Data provided
.....

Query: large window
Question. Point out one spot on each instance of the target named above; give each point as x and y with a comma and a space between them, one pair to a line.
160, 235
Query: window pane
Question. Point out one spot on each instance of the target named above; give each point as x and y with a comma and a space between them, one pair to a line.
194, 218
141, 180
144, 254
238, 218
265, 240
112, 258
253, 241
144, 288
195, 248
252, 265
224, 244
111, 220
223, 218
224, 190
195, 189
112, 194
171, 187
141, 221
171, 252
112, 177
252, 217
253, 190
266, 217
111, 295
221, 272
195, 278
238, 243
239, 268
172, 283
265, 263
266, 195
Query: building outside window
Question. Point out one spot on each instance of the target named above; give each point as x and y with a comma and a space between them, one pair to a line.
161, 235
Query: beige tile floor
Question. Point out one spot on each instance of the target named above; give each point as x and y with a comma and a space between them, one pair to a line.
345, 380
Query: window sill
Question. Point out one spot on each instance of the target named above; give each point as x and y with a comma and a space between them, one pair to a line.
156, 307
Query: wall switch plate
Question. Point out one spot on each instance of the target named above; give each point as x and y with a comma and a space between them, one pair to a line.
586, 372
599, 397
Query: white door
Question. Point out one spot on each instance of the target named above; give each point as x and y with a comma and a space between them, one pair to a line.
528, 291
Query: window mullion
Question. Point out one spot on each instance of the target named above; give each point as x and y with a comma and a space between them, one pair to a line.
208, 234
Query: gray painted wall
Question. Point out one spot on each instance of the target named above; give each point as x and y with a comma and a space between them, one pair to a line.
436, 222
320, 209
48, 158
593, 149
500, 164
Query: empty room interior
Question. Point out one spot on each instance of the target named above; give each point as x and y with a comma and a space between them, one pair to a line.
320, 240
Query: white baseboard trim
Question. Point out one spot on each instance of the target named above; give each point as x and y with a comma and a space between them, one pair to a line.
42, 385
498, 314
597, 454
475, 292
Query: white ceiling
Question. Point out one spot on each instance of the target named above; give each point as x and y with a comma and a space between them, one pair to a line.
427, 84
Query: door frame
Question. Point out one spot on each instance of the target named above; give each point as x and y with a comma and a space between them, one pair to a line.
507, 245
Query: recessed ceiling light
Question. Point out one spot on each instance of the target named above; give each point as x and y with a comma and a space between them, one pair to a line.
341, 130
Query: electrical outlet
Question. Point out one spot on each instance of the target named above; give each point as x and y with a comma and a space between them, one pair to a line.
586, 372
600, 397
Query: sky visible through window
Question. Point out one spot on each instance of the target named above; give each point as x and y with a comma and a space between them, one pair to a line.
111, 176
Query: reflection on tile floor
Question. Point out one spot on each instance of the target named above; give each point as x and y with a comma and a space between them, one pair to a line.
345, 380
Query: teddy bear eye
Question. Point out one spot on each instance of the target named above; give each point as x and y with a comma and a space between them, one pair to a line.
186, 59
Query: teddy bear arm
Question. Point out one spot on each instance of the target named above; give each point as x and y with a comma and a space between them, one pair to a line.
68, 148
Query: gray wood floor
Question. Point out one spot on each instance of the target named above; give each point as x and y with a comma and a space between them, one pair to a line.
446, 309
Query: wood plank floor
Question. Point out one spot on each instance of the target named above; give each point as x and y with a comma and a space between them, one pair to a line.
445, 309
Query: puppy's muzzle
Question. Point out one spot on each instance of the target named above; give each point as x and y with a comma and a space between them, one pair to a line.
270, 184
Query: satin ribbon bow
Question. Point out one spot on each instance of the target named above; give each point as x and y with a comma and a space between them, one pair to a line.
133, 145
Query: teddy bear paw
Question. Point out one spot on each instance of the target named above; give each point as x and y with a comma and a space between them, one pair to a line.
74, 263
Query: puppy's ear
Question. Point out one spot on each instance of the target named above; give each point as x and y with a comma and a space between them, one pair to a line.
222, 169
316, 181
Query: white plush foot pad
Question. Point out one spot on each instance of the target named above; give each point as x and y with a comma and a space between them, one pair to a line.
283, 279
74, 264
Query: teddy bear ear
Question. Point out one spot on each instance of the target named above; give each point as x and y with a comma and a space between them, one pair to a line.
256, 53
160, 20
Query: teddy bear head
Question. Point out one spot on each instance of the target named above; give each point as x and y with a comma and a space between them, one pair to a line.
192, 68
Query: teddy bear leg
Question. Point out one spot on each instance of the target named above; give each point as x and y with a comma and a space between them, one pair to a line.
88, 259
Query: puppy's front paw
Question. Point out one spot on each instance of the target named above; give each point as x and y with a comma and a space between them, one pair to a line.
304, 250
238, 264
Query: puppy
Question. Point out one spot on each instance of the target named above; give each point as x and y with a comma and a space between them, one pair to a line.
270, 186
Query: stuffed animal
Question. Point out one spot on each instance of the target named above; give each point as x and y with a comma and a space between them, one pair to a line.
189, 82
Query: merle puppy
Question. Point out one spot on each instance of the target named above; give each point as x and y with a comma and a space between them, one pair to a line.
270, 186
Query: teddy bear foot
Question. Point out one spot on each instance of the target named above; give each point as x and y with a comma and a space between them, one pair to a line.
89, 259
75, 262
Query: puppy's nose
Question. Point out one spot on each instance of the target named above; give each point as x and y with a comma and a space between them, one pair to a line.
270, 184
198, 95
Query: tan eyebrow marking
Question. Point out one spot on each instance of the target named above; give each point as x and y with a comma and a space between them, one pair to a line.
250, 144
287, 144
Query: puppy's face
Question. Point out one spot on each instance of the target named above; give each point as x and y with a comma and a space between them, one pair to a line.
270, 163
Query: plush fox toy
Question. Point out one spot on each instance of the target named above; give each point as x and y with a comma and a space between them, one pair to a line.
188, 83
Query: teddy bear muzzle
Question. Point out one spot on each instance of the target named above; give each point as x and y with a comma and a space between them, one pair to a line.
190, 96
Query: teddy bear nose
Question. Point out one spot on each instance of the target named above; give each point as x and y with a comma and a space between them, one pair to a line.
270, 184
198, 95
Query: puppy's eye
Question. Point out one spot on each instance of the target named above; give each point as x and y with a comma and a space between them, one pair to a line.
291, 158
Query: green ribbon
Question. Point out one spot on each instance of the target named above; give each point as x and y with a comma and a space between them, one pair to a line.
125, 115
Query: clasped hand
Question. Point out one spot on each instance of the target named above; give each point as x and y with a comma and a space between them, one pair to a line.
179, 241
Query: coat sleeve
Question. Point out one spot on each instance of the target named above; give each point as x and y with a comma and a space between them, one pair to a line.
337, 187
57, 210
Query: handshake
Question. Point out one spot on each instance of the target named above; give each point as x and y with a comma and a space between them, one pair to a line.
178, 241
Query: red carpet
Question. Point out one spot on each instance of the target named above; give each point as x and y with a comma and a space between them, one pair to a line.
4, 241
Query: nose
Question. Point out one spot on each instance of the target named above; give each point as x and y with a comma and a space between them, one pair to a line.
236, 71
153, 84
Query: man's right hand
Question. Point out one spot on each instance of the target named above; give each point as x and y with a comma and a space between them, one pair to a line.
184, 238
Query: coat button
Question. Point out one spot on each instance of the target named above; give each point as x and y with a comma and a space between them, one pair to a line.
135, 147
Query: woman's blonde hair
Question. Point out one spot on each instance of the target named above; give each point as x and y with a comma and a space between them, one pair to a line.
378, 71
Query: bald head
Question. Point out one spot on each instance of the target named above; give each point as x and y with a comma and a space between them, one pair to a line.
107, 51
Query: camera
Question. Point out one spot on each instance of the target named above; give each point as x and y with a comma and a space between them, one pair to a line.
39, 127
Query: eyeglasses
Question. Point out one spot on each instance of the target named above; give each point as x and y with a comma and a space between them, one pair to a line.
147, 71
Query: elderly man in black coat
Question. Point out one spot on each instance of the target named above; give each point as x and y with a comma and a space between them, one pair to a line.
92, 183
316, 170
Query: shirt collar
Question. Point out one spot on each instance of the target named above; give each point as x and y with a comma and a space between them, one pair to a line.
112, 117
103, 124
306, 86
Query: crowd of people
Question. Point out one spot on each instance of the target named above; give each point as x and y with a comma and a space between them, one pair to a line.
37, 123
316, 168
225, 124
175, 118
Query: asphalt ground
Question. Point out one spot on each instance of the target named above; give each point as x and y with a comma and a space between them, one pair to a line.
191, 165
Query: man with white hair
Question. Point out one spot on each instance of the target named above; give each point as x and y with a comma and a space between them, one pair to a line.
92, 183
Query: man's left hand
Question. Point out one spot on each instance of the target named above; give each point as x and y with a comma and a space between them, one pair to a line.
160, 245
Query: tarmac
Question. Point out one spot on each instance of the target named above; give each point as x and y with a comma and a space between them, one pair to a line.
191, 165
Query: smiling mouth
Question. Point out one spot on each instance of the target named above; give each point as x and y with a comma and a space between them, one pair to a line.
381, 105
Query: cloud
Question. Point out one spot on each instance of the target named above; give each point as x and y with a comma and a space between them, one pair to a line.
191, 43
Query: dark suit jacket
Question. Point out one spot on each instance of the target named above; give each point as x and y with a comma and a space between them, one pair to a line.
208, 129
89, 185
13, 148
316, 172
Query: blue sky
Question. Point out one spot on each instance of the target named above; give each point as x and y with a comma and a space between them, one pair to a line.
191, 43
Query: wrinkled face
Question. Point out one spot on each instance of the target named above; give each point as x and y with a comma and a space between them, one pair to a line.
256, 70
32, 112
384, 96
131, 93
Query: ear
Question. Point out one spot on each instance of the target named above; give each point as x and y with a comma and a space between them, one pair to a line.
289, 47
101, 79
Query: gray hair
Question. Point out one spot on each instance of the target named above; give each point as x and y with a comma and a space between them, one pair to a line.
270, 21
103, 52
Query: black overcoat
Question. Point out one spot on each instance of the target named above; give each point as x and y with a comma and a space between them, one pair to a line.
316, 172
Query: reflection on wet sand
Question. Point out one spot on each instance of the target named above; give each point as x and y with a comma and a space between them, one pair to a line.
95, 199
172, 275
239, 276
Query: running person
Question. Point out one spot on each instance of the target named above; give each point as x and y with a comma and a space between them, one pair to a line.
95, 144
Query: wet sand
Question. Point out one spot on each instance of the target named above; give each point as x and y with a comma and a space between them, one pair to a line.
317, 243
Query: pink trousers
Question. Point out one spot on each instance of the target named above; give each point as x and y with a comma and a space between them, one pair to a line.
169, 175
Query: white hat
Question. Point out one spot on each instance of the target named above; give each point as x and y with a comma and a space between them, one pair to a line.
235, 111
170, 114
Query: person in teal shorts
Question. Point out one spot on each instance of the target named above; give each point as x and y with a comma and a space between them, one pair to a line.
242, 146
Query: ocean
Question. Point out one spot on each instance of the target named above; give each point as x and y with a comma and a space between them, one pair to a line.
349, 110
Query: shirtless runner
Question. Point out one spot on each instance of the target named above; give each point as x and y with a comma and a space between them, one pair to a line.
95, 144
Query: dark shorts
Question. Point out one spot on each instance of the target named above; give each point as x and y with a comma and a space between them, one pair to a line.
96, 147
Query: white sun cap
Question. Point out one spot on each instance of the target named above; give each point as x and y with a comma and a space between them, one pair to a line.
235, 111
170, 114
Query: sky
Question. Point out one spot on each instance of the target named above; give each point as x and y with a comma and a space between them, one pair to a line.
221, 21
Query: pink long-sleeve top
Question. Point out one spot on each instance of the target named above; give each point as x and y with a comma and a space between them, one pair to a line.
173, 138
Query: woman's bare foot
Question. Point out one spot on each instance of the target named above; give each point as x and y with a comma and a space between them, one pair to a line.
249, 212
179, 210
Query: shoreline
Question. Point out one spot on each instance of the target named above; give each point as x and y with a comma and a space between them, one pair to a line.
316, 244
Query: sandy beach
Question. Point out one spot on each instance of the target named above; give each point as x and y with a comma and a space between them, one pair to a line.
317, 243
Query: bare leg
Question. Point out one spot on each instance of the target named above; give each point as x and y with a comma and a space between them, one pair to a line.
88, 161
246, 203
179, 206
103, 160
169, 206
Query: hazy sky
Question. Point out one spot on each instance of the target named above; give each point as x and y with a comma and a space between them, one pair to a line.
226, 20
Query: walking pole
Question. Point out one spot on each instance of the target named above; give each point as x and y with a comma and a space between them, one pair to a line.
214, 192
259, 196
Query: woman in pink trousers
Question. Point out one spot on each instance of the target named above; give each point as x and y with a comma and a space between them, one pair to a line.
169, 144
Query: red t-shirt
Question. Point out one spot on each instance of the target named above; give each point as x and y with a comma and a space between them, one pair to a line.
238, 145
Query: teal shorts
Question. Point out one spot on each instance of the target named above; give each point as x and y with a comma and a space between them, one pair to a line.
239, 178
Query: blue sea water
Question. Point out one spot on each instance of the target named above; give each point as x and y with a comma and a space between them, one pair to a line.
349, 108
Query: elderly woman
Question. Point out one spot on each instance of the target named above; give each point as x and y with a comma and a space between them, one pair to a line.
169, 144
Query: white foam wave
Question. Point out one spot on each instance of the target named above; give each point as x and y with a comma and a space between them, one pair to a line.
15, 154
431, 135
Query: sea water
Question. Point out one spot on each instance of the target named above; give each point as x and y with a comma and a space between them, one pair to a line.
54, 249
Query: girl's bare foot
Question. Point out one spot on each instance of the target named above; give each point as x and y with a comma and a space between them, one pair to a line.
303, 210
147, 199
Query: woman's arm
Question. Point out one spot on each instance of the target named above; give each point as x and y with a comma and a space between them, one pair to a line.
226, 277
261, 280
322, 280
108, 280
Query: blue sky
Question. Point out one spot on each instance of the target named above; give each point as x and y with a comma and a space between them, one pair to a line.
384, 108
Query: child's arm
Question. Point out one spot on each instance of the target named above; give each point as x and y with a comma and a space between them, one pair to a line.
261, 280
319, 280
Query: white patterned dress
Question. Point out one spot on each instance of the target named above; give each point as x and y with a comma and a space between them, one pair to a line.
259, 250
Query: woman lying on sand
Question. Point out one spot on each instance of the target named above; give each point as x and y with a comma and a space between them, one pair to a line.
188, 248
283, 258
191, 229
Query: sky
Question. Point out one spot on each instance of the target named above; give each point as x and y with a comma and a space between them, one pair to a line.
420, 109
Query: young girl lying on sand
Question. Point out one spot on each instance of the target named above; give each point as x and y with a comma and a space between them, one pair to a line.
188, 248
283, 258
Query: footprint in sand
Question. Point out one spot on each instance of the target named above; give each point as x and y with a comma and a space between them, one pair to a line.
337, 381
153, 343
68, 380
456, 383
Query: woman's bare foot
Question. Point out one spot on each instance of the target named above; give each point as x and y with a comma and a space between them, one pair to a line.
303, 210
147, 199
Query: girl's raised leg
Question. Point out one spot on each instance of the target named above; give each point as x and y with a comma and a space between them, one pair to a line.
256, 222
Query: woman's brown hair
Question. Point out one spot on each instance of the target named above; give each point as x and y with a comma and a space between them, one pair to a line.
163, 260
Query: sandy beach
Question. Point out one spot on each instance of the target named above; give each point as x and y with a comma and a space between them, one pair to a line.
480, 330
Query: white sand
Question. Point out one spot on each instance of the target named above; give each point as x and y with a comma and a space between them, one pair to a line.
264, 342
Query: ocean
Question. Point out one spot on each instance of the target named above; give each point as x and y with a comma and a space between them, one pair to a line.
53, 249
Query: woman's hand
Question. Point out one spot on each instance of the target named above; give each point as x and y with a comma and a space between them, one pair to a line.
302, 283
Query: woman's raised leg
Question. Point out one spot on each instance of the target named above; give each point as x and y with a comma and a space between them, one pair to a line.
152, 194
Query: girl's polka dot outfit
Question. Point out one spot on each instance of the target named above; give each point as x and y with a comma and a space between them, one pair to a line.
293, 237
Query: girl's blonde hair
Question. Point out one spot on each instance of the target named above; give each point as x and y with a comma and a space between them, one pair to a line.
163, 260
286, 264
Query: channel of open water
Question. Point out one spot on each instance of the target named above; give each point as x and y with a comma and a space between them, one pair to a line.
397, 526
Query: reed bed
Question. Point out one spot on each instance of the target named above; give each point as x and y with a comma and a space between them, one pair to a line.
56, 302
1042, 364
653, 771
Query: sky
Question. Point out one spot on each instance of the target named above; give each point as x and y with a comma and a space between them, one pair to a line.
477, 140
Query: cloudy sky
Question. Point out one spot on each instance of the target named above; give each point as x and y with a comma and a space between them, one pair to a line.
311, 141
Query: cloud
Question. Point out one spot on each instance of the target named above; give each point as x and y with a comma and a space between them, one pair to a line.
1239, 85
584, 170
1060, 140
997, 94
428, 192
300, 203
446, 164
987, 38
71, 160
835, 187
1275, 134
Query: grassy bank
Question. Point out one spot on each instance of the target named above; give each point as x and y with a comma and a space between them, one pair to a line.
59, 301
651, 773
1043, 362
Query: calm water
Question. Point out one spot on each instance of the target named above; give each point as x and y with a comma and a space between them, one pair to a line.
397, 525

.....

Exercise requirements
In the entries above, take the line containing "Query: woman's hand" and each later line through the last, and repeat them exactly. Output nothing else.

Output of the task
Query: woman's hand
Question. Point out one spot on each instance of the target named above; give each point as x and y with a comma and a space between them, one pair to a line.
302, 283
Query: woman's raised leg
Question. Point out one spot on each instance of the target named above; give each point as x and y with a comma and a space between them, one pair to a line.
152, 194
Query: girl's polka dot outfit
Question. Point out one spot on each instance of the target named above; give each point as x and y with a comma and a space between them, one pair to a line.
293, 237
Query: girl's blonde hair
Question. Point out one spot on each instance of the target named above; give each point as x and y with a comma and a space between them, one pair to a line.
163, 260
286, 264
Query: channel of open water
Question. Point out one spot on each instance of the target named above; give each point as x and y with a comma and a space between them, one pair to a line.
397, 526
Query: reed bed
Question. Point out one spot on each instance of the target named above; give each point as x and y with a comma and a space between them, one pair to a line.
56, 302
1042, 364
653, 771
Query: sky
Question. Point out one spot on each instance of the target named above; give each point as x and y with a comma and a space between them, one pair to a line.
477, 140
Query: cloudy sky
Question. Point out one spot on each instance of the target named above; give each point as x and y with a comma and a space between them, one pair to a line.
311, 141
Query: cloud
Question. Point out one spot on each instance of the target named above; give each point as x and y with a comma and a space between them, one pair to a line.
1239, 85
584, 170
1060, 140
997, 94
428, 192
300, 203
446, 164
987, 38
71, 160
835, 187
1275, 134
Query: grassy bank
Question. Point out one spot on each instance of the target named above; give each point as x and y with a comma and a space between them, one pair to a line.
59, 301
651, 773
1043, 362
Query: calm water
Question. Point out one spot on each instance of the target named above; give each point as x and y with a comma and a space between them, one pair to a line.
397, 525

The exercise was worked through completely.